→ **할 일**:
아래 항목 중 "Field-scouting task: mark every instance of the white car" 문구가 있는 줄부터 "point(331, 346)" 문구가 있는 줄까지, 두 줄을 포함해 한 줄에 문자열 하나씩 JSON 목록으로 정리하세요. 빈 줄은 넣지 마세요.

→ **연습용 항목**:
>>>
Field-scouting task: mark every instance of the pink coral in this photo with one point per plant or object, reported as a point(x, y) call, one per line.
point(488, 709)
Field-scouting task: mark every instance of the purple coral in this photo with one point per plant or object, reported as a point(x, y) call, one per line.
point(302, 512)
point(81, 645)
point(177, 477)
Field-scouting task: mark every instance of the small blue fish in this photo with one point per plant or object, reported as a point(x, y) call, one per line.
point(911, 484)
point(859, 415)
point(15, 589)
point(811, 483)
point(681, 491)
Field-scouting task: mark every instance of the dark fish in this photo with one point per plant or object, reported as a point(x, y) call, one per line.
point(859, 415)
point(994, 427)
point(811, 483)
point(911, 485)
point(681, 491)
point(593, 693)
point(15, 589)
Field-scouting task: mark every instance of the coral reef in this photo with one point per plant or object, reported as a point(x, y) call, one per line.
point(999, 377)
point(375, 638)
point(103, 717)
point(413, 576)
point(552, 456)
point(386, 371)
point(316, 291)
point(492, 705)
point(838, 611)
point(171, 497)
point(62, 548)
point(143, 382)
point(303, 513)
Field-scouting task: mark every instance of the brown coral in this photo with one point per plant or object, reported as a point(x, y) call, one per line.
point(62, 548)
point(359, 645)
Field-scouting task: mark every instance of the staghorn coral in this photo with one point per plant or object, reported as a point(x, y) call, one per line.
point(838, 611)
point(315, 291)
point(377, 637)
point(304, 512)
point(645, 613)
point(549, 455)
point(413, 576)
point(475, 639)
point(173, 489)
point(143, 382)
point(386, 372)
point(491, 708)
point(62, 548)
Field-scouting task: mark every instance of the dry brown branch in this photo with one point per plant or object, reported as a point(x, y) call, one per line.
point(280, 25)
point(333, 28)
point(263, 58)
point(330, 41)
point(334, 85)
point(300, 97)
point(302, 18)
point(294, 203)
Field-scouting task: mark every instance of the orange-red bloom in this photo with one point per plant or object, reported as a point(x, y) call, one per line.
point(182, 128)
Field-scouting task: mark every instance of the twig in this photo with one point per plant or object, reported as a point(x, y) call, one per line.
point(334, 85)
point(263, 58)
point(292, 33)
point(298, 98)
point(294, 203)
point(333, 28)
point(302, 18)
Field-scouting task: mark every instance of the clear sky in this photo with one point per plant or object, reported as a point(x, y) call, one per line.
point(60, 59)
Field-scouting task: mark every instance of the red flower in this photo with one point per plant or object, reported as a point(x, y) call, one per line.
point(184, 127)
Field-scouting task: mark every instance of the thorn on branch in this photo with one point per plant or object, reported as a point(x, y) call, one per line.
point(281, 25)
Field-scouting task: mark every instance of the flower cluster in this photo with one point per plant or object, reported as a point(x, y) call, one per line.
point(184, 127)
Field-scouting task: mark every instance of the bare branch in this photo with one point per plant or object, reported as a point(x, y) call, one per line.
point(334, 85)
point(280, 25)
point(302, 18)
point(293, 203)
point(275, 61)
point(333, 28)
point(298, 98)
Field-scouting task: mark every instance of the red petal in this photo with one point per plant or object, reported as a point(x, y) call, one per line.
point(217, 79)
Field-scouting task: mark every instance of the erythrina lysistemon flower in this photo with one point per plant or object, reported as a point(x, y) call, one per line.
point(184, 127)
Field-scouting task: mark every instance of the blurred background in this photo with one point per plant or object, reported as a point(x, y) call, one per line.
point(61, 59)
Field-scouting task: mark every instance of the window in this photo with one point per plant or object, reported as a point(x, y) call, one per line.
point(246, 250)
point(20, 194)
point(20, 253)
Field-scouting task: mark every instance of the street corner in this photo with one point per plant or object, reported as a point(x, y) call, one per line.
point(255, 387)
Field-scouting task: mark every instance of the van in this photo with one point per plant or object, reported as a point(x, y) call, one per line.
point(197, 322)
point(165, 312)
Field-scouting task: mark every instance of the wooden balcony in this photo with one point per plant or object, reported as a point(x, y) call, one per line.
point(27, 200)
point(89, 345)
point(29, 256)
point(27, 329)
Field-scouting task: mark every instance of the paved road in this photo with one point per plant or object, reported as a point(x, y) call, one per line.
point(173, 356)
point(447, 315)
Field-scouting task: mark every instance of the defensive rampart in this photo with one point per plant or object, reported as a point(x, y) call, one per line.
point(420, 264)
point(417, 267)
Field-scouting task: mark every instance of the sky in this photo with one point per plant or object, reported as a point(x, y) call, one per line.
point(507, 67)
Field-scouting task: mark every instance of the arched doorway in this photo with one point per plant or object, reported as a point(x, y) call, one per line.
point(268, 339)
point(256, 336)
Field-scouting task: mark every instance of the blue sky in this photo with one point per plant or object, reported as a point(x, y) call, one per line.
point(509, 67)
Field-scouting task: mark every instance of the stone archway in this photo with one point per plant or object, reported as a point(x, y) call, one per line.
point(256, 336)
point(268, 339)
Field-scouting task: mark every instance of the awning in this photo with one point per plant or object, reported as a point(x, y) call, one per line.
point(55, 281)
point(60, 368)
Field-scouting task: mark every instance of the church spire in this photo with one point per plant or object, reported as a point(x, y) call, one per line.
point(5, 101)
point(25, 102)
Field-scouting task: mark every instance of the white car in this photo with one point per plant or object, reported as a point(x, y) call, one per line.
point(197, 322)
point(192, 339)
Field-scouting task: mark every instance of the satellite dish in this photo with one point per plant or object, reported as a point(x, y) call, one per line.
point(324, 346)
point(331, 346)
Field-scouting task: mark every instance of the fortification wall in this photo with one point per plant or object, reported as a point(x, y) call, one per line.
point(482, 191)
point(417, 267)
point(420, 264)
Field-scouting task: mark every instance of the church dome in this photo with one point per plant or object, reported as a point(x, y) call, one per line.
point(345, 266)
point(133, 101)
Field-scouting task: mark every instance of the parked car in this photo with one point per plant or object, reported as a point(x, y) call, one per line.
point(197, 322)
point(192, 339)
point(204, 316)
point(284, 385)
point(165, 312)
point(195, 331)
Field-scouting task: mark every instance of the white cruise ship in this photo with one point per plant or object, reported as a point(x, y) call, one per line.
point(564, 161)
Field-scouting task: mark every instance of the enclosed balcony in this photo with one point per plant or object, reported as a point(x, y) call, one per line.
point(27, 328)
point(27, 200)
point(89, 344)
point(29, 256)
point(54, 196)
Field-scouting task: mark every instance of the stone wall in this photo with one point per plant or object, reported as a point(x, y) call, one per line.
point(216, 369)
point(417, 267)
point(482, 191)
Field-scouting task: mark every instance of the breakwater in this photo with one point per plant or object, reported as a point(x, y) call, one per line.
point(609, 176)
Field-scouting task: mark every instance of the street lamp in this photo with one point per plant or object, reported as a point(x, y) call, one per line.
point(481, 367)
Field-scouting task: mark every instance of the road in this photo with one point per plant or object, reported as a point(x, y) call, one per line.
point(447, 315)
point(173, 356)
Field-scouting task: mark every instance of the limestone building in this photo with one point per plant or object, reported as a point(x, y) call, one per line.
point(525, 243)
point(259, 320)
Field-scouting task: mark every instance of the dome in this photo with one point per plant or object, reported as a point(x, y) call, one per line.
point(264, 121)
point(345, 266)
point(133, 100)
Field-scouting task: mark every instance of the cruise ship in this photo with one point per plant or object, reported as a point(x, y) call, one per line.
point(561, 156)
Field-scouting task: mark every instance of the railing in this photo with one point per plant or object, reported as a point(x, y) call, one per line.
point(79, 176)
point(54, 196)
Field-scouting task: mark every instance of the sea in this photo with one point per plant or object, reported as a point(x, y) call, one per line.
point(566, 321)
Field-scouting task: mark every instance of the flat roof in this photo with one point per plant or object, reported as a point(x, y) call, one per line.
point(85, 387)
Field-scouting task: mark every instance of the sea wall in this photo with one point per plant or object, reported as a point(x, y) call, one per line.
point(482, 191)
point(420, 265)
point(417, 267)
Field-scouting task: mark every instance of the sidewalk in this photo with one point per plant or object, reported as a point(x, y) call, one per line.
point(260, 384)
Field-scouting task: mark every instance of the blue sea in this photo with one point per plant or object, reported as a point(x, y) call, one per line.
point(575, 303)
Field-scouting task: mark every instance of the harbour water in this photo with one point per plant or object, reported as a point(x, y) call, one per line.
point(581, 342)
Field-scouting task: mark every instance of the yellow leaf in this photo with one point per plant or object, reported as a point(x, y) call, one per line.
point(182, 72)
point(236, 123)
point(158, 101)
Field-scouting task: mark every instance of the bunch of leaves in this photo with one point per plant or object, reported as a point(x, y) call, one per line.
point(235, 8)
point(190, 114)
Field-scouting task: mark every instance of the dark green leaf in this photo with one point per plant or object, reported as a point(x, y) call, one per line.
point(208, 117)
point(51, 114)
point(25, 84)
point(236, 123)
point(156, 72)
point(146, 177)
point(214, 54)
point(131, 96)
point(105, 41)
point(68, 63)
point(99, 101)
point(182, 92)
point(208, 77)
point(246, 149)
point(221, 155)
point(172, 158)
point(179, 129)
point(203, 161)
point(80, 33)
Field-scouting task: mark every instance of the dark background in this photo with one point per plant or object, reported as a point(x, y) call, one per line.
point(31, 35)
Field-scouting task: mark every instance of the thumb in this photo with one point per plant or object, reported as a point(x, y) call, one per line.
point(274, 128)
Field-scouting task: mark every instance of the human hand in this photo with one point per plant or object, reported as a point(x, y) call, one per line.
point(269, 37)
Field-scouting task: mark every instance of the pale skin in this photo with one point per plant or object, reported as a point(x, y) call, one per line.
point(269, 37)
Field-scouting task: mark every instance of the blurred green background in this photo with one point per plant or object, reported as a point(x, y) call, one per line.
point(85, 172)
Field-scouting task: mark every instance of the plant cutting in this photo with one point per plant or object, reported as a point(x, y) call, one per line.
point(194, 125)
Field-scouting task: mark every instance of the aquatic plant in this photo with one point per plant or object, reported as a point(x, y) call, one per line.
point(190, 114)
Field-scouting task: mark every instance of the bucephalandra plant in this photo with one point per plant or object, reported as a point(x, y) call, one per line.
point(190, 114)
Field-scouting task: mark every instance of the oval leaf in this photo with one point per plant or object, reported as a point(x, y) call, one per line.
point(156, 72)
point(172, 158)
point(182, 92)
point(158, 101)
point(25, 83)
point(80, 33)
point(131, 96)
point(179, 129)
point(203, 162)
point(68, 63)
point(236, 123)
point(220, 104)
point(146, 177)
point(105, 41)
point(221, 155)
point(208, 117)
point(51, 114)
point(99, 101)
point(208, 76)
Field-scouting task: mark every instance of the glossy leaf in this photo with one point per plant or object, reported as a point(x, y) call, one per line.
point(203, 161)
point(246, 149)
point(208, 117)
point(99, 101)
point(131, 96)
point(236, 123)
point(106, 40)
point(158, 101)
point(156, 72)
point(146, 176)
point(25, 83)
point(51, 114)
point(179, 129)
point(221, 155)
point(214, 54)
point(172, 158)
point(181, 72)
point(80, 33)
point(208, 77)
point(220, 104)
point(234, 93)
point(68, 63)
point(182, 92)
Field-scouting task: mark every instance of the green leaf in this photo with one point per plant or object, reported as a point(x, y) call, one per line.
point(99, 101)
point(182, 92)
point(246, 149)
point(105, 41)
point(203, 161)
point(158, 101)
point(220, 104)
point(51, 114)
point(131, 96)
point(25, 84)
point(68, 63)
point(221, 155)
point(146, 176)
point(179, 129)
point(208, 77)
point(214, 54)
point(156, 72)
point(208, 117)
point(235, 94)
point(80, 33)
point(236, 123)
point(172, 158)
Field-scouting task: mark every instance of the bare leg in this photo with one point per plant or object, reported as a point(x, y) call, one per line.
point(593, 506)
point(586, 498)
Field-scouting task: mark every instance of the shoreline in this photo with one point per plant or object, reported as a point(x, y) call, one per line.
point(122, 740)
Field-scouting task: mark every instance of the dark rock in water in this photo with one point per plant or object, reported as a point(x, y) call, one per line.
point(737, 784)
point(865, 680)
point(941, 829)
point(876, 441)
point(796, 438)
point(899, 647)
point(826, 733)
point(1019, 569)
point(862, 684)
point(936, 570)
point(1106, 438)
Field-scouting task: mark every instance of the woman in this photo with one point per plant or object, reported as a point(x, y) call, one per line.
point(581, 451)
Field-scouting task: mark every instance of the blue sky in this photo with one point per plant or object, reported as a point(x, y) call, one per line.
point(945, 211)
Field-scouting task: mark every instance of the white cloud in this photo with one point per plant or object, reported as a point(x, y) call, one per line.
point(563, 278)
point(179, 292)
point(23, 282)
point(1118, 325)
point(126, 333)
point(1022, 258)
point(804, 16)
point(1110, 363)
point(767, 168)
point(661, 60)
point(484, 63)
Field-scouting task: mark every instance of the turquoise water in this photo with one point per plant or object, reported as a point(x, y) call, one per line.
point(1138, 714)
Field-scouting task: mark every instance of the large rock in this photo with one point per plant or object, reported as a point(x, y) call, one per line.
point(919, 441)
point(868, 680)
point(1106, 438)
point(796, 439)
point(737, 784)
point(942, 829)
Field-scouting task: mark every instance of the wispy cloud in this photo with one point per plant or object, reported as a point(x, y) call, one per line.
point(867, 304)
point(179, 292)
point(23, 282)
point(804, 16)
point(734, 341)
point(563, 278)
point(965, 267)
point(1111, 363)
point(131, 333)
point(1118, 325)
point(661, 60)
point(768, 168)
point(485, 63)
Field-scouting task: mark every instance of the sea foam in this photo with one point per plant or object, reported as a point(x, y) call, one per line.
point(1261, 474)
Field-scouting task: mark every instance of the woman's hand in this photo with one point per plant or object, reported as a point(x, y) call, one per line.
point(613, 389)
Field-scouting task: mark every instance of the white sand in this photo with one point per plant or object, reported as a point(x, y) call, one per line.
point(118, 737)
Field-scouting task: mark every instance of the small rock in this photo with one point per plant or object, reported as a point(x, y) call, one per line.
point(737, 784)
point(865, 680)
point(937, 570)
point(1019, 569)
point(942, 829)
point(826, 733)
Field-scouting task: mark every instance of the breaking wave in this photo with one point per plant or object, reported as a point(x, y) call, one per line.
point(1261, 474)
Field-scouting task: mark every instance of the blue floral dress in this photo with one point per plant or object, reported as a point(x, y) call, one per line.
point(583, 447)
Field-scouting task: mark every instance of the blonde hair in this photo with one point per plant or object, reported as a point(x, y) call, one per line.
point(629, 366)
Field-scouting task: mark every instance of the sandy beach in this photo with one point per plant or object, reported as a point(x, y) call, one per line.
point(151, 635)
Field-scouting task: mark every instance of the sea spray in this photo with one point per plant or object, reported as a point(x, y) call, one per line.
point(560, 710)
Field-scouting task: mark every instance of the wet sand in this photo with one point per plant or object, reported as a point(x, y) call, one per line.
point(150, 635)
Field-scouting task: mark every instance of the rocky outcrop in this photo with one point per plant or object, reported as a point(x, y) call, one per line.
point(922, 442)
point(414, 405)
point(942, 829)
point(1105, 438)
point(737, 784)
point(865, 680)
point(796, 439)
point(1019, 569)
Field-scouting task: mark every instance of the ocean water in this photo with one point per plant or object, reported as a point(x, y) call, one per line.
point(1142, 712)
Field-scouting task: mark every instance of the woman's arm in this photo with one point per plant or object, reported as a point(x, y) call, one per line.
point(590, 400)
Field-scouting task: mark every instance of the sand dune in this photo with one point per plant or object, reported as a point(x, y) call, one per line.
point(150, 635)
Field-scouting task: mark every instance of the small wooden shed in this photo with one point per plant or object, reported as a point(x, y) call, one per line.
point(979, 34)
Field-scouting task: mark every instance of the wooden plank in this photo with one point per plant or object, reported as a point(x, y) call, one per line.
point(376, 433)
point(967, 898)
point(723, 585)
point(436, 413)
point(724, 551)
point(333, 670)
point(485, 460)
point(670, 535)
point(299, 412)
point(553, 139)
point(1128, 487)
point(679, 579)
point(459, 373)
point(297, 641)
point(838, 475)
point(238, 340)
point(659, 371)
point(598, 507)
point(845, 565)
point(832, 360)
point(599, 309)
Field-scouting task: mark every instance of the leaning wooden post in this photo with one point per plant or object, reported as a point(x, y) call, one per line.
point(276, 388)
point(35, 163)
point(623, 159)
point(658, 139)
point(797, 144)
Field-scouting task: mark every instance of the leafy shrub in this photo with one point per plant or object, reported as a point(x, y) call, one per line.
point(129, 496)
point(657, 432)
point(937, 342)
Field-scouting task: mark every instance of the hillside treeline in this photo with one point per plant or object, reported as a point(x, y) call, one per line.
<<<
→ **아래 풀이**:
[
  "Field-scouting task: mark every instance of the white car in this photo with one point per plant or object, reported as a point(x, y) call, one per line.",
  "point(197, 322)",
  "point(192, 339)",
  "Field-scouting task: mark every instance of the satellite dish in this photo with one point per plant or object, reported as a point(x, y) call, one per line.",
  "point(324, 346)",
  "point(331, 346)"
]